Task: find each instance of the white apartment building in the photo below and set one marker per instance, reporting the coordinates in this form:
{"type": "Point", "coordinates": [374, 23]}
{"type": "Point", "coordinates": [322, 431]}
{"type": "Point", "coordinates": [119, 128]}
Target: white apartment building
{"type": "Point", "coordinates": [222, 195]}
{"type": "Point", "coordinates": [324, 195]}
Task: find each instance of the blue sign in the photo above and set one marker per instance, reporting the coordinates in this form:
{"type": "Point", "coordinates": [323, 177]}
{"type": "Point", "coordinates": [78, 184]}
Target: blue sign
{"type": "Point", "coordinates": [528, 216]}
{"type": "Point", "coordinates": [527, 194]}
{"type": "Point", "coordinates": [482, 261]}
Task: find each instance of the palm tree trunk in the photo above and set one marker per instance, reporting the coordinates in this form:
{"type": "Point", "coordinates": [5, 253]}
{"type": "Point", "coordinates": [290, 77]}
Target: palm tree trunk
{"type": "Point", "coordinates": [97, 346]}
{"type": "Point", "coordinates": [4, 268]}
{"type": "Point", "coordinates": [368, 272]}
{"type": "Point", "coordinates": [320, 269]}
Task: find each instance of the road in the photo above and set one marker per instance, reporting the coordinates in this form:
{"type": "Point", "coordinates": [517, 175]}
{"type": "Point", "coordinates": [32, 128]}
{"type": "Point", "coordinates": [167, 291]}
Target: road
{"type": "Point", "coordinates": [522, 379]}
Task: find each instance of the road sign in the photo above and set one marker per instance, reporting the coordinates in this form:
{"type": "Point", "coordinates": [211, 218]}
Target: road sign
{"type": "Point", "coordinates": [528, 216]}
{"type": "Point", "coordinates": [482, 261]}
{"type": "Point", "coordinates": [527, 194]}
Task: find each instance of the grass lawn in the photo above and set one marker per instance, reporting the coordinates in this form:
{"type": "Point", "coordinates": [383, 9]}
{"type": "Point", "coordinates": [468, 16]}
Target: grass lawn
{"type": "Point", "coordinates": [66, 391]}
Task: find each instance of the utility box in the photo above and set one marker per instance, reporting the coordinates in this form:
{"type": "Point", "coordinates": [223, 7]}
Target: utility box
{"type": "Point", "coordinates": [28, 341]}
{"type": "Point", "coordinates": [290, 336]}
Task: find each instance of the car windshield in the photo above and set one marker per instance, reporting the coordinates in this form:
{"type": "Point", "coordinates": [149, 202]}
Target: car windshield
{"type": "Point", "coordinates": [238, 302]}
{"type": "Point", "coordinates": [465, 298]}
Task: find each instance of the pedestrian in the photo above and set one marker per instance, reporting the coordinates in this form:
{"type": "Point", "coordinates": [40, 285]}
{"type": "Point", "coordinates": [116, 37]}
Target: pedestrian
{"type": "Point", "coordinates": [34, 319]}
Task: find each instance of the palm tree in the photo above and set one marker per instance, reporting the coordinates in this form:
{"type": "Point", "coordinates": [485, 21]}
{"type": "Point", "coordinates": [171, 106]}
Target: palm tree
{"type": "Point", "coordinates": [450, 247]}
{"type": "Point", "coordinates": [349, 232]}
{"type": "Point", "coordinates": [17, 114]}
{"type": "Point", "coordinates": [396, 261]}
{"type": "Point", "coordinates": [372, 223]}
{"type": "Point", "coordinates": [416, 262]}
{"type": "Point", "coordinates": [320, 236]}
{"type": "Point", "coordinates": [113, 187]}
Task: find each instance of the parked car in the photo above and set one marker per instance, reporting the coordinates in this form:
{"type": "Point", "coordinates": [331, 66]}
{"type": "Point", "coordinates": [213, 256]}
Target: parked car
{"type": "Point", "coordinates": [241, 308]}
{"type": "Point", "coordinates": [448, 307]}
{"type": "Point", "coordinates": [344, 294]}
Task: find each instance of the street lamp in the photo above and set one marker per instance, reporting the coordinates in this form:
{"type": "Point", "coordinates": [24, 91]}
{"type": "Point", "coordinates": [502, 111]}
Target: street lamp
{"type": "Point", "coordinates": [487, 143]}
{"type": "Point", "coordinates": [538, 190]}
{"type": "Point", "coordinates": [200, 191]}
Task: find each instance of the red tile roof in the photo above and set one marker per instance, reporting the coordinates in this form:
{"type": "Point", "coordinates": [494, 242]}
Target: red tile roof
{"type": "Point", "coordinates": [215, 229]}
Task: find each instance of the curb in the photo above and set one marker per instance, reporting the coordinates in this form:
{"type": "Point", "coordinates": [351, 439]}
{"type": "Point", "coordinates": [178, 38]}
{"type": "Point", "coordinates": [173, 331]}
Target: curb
__________________________________________________
● Required work: The answer must be every entry, reproduced exactly.

● Solution:
Task: find each instance of the white apartment building in the photo below and set one marker per instance, reporting the coordinates in this form:
{"type": "Point", "coordinates": [374, 23]}
{"type": "Point", "coordinates": [322, 431]}
{"type": "Point", "coordinates": [119, 128]}
Target: white apartment building
{"type": "Point", "coordinates": [222, 195]}
{"type": "Point", "coordinates": [324, 195]}
Task: find each instance of the blue sign in the photo above and set one marker per instance, reporting the coordinates in this form:
{"type": "Point", "coordinates": [323, 177]}
{"type": "Point", "coordinates": [78, 184]}
Target: blue sign
{"type": "Point", "coordinates": [528, 216]}
{"type": "Point", "coordinates": [527, 194]}
{"type": "Point", "coordinates": [482, 261]}
Task: find each instance of the palm tree trunk in the photo above and set one marker per instance, reporting the coordinates in this form:
{"type": "Point", "coordinates": [5, 253]}
{"type": "Point", "coordinates": [290, 77]}
Target: palm tree trunk
{"type": "Point", "coordinates": [97, 346]}
{"type": "Point", "coordinates": [4, 268]}
{"type": "Point", "coordinates": [368, 272]}
{"type": "Point", "coordinates": [320, 269]}
Task: find each instance of the road in the photo above and set one marker per instance, reporting the coordinates in this form:
{"type": "Point", "coordinates": [517, 175]}
{"type": "Point", "coordinates": [32, 128]}
{"type": "Point", "coordinates": [167, 291]}
Target: road
{"type": "Point", "coordinates": [522, 379]}
Task: find each instance of the road sign in the photo above and set one marker per instance, reporting the coordinates in this form:
{"type": "Point", "coordinates": [211, 218]}
Target: road sign
{"type": "Point", "coordinates": [528, 216]}
{"type": "Point", "coordinates": [482, 261]}
{"type": "Point", "coordinates": [527, 194]}
Task: find each instance of the grass lawn in the photo above and set one marker per instance, reporting the coordinates in this form:
{"type": "Point", "coordinates": [383, 9]}
{"type": "Point", "coordinates": [468, 16]}
Target: grass lawn
{"type": "Point", "coordinates": [66, 391]}
Task: find each instance of the utility box in the photo above and set one marker per instance, reporting the coordinates in this form:
{"type": "Point", "coordinates": [223, 7]}
Target: utility box
{"type": "Point", "coordinates": [28, 341]}
{"type": "Point", "coordinates": [290, 336]}
Task: find each instance of the car windshield in the photo above and set one marker per instance, reporting the coordinates in this form:
{"type": "Point", "coordinates": [149, 202]}
Target: car windshield
{"type": "Point", "coordinates": [238, 302]}
{"type": "Point", "coordinates": [465, 298]}
Task: find each instance of the pedestrian in the photo above and set one marker per instance, reporting the coordinates in this form:
{"type": "Point", "coordinates": [40, 285]}
{"type": "Point", "coordinates": [116, 37]}
Target: pedestrian
{"type": "Point", "coordinates": [34, 319]}
Task: find each instance of the palm tree in the photo above and set one marker per instance, reporting the coordinates in this form:
{"type": "Point", "coordinates": [485, 21]}
{"type": "Point", "coordinates": [171, 106]}
Target: palm tree
{"type": "Point", "coordinates": [450, 247]}
{"type": "Point", "coordinates": [349, 232]}
{"type": "Point", "coordinates": [17, 114]}
{"type": "Point", "coordinates": [396, 261]}
{"type": "Point", "coordinates": [372, 223]}
{"type": "Point", "coordinates": [416, 262]}
{"type": "Point", "coordinates": [320, 236]}
{"type": "Point", "coordinates": [113, 187]}
Task: find each instance of the parked car in the photo above and set one marker per instance, reporting the coordinates in this form:
{"type": "Point", "coordinates": [331, 66]}
{"type": "Point", "coordinates": [213, 256]}
Target: parked car
{"type": "Point", "coordinates": [241, 308]}
{"type": "Point", "coordinates": [448, 307]}
{"type": "Point", "coordinates": [344, 294]}
Task: find each instance of the street lamp in the photo above and set one marker per instance, reporting the coordinates in this form:
{"type": "Point", "coordinates": [24, 91]}
{"type": "Point", "coordinates": [502, 111]}
Target: street lamp
{"type": "Point", "coordinates": [487, 143]}
{"type": "Point", "coordinates": [538, 190]}
{"type": "Point", "coordinates": [200, 191]}
Task: find each instance of the red tile roof in the photo above and set one marker per instance, reporting the coordinates in this form:
{"type": "Point", "coordinates": [494, 242]}
Target: red tile roof
{"type": "Point", "coordinates": [215, 229]}
Task: find each instance of the curb in the photo above and set one marker per instance, reporting the coordinates in this form:
{"type": "Point", "coordinates": [351, 439]}
{"type": "Point", "coordinates": [178, 38]}
{"type": "Point", "coordinates": [173, 331]}
Target: curb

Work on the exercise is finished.